TASK DETAILS -
Rewrite all the rows below, swapping "Tag" for "Mark" and changing nothing else. Leave out the pictures.

SUPPLIED ENTRIES -
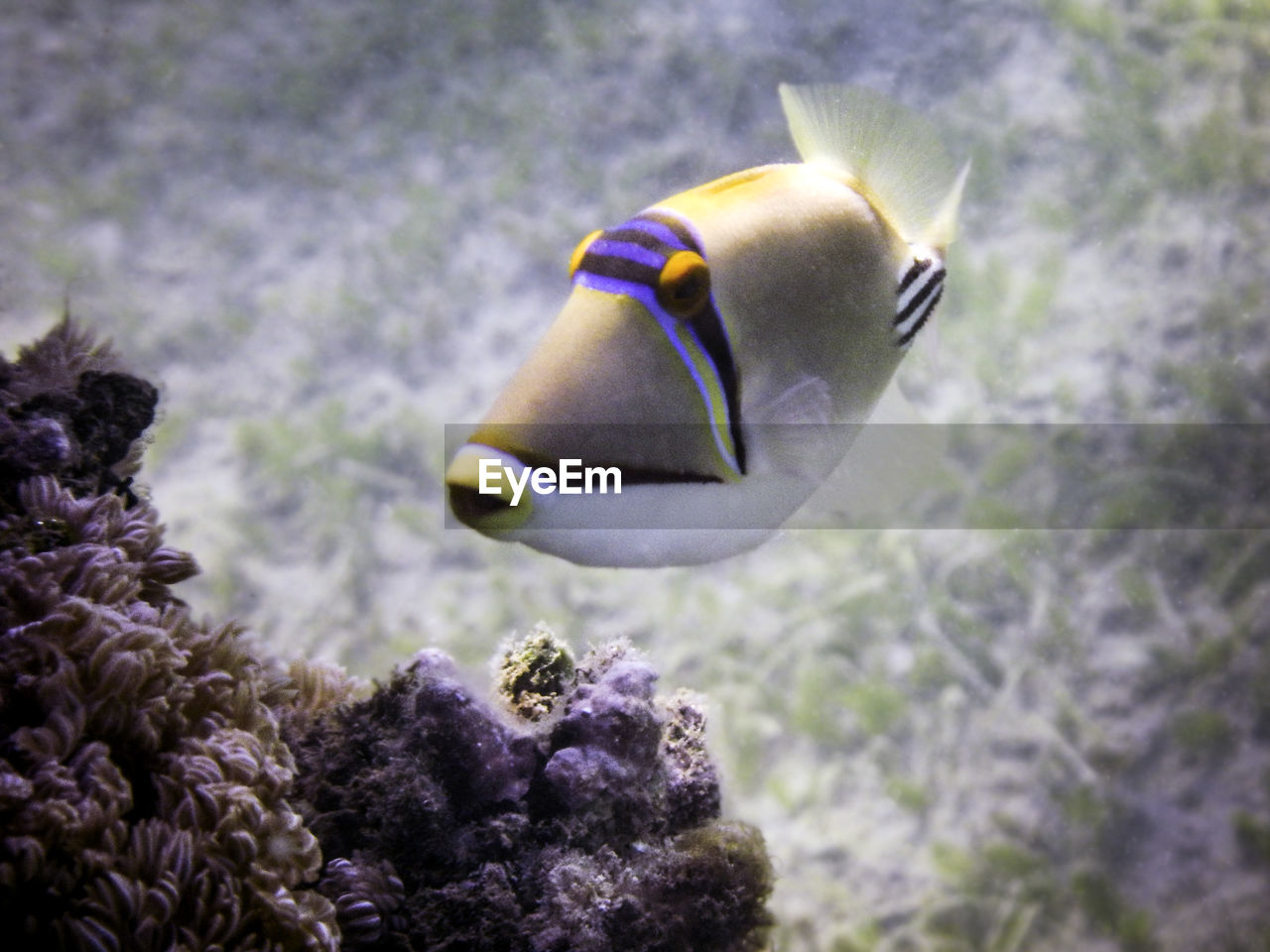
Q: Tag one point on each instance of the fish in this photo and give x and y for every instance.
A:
(720, 350)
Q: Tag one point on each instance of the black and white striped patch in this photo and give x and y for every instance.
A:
(921, 285)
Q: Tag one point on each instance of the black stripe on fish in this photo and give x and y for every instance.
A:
(920, 289)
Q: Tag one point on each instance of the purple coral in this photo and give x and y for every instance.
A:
(143, 782)
(587, 820)
(148, 797)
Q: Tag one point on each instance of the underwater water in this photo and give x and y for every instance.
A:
(330, 229)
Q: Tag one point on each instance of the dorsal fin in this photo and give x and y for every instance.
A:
(893, 154)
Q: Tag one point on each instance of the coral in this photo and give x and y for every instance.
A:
(583, 819)
(143, 780)
(146, 782)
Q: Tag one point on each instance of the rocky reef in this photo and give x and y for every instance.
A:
(587, 824)
(164, 785)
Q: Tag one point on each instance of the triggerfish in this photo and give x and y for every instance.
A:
(719, 350)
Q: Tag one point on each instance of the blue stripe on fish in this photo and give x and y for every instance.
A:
(627, 261)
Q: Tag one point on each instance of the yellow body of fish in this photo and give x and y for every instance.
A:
(720, 349)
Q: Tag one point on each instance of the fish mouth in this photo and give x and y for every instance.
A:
(475, 506)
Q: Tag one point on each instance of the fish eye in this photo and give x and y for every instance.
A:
(684, 285)
(580, 252)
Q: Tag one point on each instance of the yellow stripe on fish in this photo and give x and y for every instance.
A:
(722, 347)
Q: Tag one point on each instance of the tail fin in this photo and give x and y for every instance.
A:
(894, 155)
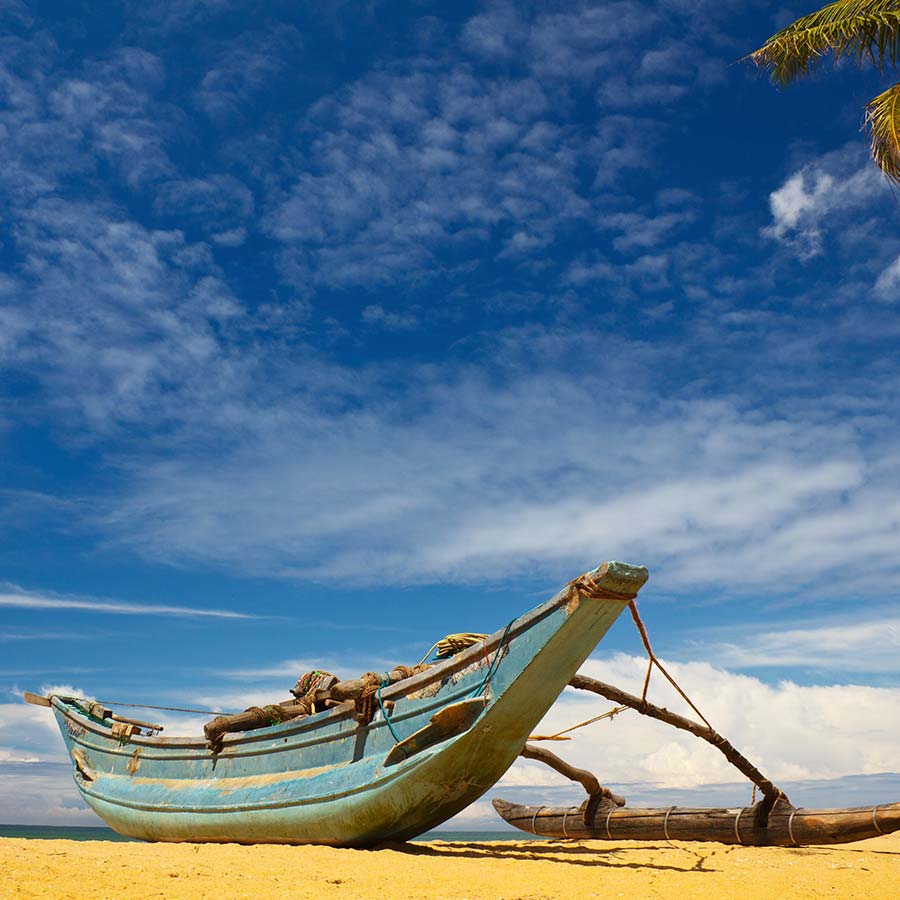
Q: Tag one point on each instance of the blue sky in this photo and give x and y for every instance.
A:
(325, 331)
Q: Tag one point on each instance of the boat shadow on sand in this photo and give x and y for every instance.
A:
(551, 851)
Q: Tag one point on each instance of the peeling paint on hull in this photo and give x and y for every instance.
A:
(323, 779)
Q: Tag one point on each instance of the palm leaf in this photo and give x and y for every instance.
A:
(883, 122)
(861, 29)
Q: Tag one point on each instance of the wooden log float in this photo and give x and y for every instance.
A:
(787, 826)
(772, 794)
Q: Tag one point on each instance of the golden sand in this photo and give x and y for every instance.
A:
(97, 869)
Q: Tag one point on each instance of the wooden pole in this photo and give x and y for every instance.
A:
(586, 779)
(771, 793)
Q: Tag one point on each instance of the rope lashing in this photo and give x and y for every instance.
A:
(559, 734)
(585, 586)
(452, 644)
(370, 694)
(313, 681)
(494, 664)
(385, 681)
(654, 661)
(211, 712)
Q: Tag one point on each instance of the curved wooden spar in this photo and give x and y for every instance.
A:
(787, 826)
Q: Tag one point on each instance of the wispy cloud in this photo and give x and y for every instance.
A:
(115, 607)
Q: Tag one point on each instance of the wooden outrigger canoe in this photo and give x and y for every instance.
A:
(453, 730)
(786, 827)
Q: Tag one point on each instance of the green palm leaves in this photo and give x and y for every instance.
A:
(862, 30)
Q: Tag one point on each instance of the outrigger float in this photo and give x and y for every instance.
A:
(388, 757)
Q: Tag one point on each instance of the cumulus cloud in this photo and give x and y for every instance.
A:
(791, 732)
(812, 200)
(835, 644)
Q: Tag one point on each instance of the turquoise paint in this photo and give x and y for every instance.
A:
(323, 779)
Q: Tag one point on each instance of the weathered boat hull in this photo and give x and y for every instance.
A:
(787, 826)
(326, 778)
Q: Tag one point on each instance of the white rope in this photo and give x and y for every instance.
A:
(737, 826)
(874, 820)
(791, 827)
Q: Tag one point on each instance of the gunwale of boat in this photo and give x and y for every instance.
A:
(404, 688)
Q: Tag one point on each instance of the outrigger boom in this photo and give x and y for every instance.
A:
(787, 826)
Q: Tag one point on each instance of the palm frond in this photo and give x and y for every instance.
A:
(862, 29)
(883, 122)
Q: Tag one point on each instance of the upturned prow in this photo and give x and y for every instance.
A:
(35, 699)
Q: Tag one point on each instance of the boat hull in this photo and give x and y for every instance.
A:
(326, 778)
(786, 827)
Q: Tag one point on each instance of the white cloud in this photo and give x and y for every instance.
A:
(814, 200)
(887, 285)
(115, 607)
(790, 732)
(840, 644)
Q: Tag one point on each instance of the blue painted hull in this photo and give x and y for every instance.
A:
(325, 779)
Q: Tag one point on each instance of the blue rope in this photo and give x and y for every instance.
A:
(492, 668)
(385, 681)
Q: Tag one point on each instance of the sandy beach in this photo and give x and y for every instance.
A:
(95, 869)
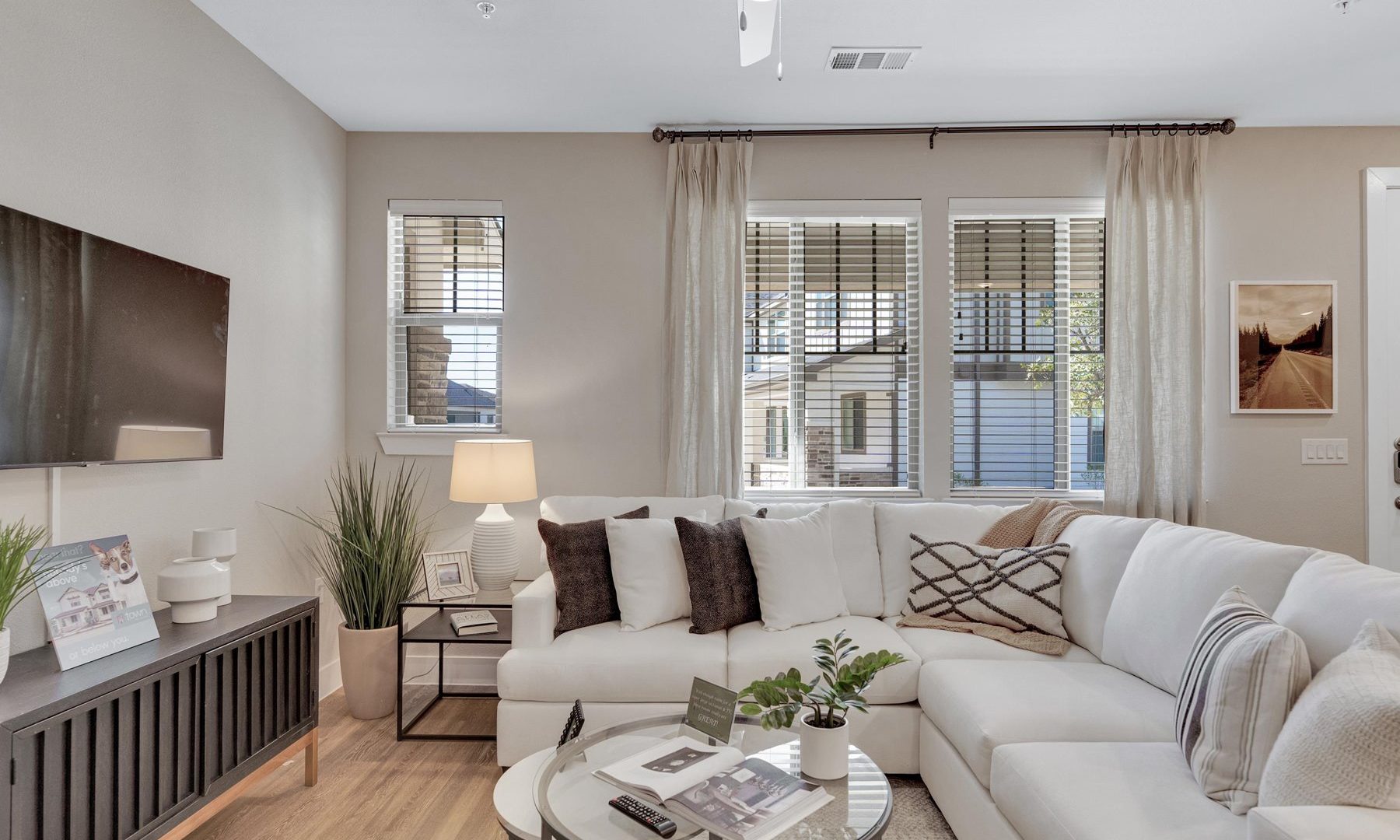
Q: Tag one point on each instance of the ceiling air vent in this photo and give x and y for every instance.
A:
(871, 58)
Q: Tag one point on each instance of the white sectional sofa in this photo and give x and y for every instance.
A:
(1013, 745)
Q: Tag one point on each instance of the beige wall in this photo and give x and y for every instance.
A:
(586, 216)
(145, 122)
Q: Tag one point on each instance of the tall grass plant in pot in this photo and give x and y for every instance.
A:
(824, 703)
(19, 579)
(367, 552)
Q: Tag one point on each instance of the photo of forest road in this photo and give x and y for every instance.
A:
(1286, 359)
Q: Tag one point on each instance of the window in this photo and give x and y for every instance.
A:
(853, 423)
(1028, 283)
(831, 346)
(447, 306)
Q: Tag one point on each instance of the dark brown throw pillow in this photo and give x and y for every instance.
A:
(723, 588)
(579, 559)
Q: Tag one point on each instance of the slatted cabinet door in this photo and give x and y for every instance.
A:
(257, 691)
(112, 768)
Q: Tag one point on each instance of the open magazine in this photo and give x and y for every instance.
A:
(717, 789)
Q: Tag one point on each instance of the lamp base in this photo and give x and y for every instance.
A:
(496, 558)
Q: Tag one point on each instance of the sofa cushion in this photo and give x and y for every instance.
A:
(1322, 822)
(1099, 551)
(853, 542)
(1174, 579)
(1105, 791)
(1332, 597)
(931, 520)
(756, 654)
(580, 509)
(947, 644)
(605, 664)
(983, 705)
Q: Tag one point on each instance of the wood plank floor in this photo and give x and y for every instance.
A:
(374, 787)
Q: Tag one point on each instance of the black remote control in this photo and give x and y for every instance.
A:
(649, 817)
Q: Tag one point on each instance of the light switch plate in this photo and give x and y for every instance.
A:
(1325, 451)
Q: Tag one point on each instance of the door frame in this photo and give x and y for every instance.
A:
(1377, 301)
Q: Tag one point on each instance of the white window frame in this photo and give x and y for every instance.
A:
(1062, 209)
(853, 210)
(405, 439)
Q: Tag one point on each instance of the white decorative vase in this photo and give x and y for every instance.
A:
(220, 544)
(825, 752)
(496, 555)
(192, 586)
(369, 671)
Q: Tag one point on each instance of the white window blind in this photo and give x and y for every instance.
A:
(1027, 303)
(831, 346)
(447, 308)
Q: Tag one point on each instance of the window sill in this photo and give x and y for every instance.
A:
(794, 495)
(427, 443)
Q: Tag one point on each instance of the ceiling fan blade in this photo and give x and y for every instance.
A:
(756, 38)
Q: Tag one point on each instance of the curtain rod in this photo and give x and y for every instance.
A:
(1224, 126)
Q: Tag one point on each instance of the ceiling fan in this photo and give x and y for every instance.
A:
(761, 24)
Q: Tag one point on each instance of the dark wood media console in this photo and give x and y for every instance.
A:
(152, 741)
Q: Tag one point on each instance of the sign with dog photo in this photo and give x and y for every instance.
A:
(97, 605)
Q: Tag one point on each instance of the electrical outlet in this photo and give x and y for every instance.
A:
(1325, 451)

THE REPLY -
Q: Mark one point on each instance of the fish in this photo and give x and y for every instance.
A:
(720, 350)
Q: Mark one point on each instance of the black and white striped patch in this photo and give x and y for every instance.
A:
(921, 285)
Q: Mark one point on each instance of the black stripe on fish in this photo and give x and y for every instance.
A:
(920, 289)
Q: Mark one point on each instance of the purple coral in this photo and give x and y for every instance.
A:
(143, 782)
(587, 820)
(148, 797)
Q: Mark one point on each instance of the underwater water in this photo and give x and y for every instance.
A:
(330, 229)
Q: Mark one point on each instance of the dorsal fin in this photo and give x and y for every instance.
A:
(893, 154)
Q: Mark one point on each instance of the coral in this photo and give x and y for every instance.
A:
(583, 819)
(143, 780)
(146, 782)
Q: Mark one point on each instance of the rocky reef in this photo and give x and y for every instance.
A:
(587, 824)
(164, 785)
Q: Mark one point on each instance of the triggerfish in this photo and give x and y for every instance.
A:
(719, 350)
Q: Mark one point on each instance of the blue stripe on fish in this photo and give x and y for every instance.
A:
(627, 261)
Q: Mark one point on each instance of the yellow body of fish in this photo and give x and y for every instance.
A:
(720, 349)
Q: Mark one point on each instance of the fish mouth in this photo and give x and y for every instance.
A:
(475, 506)
Q: Mark one point on each instance of the fish eye in this photo and give x and y for every instance.
A:
(684, 285)
(580, 252)
Q: Mark one point on each instance of the yellow stripe on fish in this photo and give x and y for every instance.
A:
(722, 347)
Q: Mark one point on each instance of the tail fin in this photo and give x and y for every instance.
A:
(894, 155)
Q: Mark one point on each instance of the blue sky in this photo and give x and y for every instance.
A:
(325, 331)
Q: Mark one point on each instance of the boat shadow on sand in this photo and give x and y for every instance.
A:
(551, 851)
Q: Mark one point on each instance of the peeling paint on hull in this photo and give x and y for every instance.
A:
(323, 779)
Q: Mark one point on each instance of the palm leaf in this photo and give x and y for every instance.
A:
(883, 122)
(861, 29)
Q: Mark one point on each instance of the wooden log float in this photo and give x and y for every instance.
A:
(787, 826)
(772, 794)
Q: Mark one point on each instance of the golden sand in this photo and give x and y for every instance.
A:
(97, 869)
Q: Mark one point on each instance of the wooden pole in this photo and give x and y for every instance.
A:
(586, 779)
(771, 793)
Q: Mark one point on each instance of the rope lashing in this photo and give x and y for every instance.
A:
(559, 734)
(585, 586)
(452, 644)
(370, 694)
(313, 681)
(494, 664)
(385, 681)
(654, 661)
(211, 712)
Q: Mark one point on each instance of the curved wooden spar in this photo and give x and y for every instance.
A:
(787, 826)
Q: Mark one point on each instance of the wispy cloud in this photo and give x and y for every instance.
A:
(115, 607)
Q: Mark one point on each instance of the wooden outrigger canoe in this photo and give x and y for every instance.
A:
(453, 730)
(786, 827)
Q: Mark one point on each instance of the green palm leaves in this photo and give x and y for every instance.
A:
(862, 30)
Q: Mark one point on each instance of the outrigger float in this photo and give x and y for every instance.
A:
(388, 757)
Q: Mark one point on each instance of the cumulus cloud in this photo and give x and y for every instance.
A:
(791, 732)
(812, 200)
(835, 644)
Q: Mark one point on each instance of the turquoise paint in this photo and give x and y for every instance.
A:
(323, 779)
Q: Mark one point on each instance of the weathered boat hull in this photo and give x and y for every instance.
A:
(787, 826)
(326, 778)
Q: Mark one point on each instance of the white rope in this photo and give x and y for every instance.
A:
(737, 826)
(874, 820)
(791, 827)
Q: Mark one point on each instance of the gunwale of boat in this photo and give x and y for every instance.
A:
(404, 688)
Q: Mark one point on each instance of the outrigger boom in this photo and give x and y for every instance.
A:
(787, 826)
Q: Mark one point on each instance of the palm frond in this photo and give x and y for every instance.
A:
(862, 29)
(883, 122)
Q: Mark one point on each instance of the upturned prow in this photo and give x and y for every instance.
A:
(35, 699)
Q: Mark one point on each instance of the boat hull in this photo and give x and y for every instance.
A:
(326, 778)
(786, 827)
Q: Mark one point on each instance of the white cloud in this photo and give x and y for every instance.
A:
(814, 200)
(887, 285)
(115, 607)
(790, 732)
(840, 644)
Q: Mark one point on each instance of the blue painted hull in this photo and give x and y for every instance.
A:
(325, 779)
Q: Mark one point on each instance of the blue rope in this photo and give x and y for every instance.
A:
(492, 668)
(385, 681)
Q: Mark one point on each instance of the sandy beach in this photo and give x and y for every instance.
A:
(95, 869)
Q: Mark one point on each instance of the ceiling air vent in this photo and give x and y for every instance.
A:
(871, 58)
Q: Mark one point on each instance of the white sectional sofa in this photo and give x and y for every instance.
A:
(1013, 745)
Q: Mark one point on each instance of the beige wall in this photo and give x and y for every instance.
A:
(586, 216)
(145, 122)
Q: Mark one point on each instance of the tall grass plant in pot in this photo and give x and y for every instance.
A:
(824, 703)
(19, 579)
(367, 552)
Q: Mark one point on each instance of the photo of forest road in this photo and give x and y for every instance.
A:
(1286, 359)
Q: Mark one point on each instance of the window in this photo and give x and y for every instance.
A:
(853, 423)
(1028, 283)
(831, 346)
(447, 306)
Q: Mark one point on each instance of the dark brown throw pillow in this photo and give x and y for every instance.
A:
(723, 588)
(579, 559)
Q: Mark one point on each instance of the slatted cabinet door in this photo and give x and y for every instance.
A:
(257, 691)
(112, 768)
Q: Mark one point on each instance of the open magazine in this photo and give x and y for every instance.
A:
(717, 789)
Q: Mark one point on each instance of the lamp base in this photo and give x and y for every instance.
A:
(496, 558)
Q: Mark one point on each instance of the sofa cushion in this photo and give x and y for every instance.
A:
(1322, 822)
(1099, 551)
(853, 542)
(1174, 579)
(1105, 791)
(1332, 597)
(931, 520)
(756, 654)
(580, 509)
(947, 644)
(605, 664)
(983, 705)
Q: Mark one point on each instance of the wood plank floor in this photo and give x and y for every instance.
A:
(374, 787)
Q: Mark one point on each instance of the black remote control in this photo and give x and y for every instance.
A:
(649, 817)
Q: Mark one point on each instance of the light switch plate in this photo and give x and y for every instance.
A:
(1325, 451)
Q: Mark one point on each instance of the door frame in this photo and give x and y for every instance.
A:
(1377, 301)
Q: Mark one point on each instance of the white window frame in this photo and give x and y for every instance.
A:
(1062, 209)
(853, 210)
(405, 439)
Q: Mark one point on each instance of the white decorative vase in this photo and give x and y for every instance.
A:
(220, 544)
(825, 752)
(496, 555)
(192, 586)
(369, 671)
Q: Mark one point on each instance of the white window blind in this photo and give x and y for every instance.
A:
(1027, 303)
(831, 346)
(447, 308)
Q: Mark one point on each instance of the window sill in this photo and give x and y for every instance.
A:
(794, 495)
(427, 443)
Q: Mark one point on each instance of the ceiling fan blade in this photo and give x and y for every instance.
A:
(756, 38)
Q: Mark one point on each instance of the curtain rod in this photo and give x and y for every instance.
A:
(1224, 126)
Q: Mark one point on each instance of the ceiling fan in this photo and give x and y for every instance.
A:
(761, 24)
Q: Mark one point on each instance of the dark wood media console in this photo and give x and y for every instance.
A:
(152, 741)
Q: Mark one point on each instance of the sign with dog photo in this photo and give x and y for every instance.
A:
(97, 605)
Q: Mark one point on each instance of the electrical outlet in this photo and give x and y for every instance.
A:
(1325, 451)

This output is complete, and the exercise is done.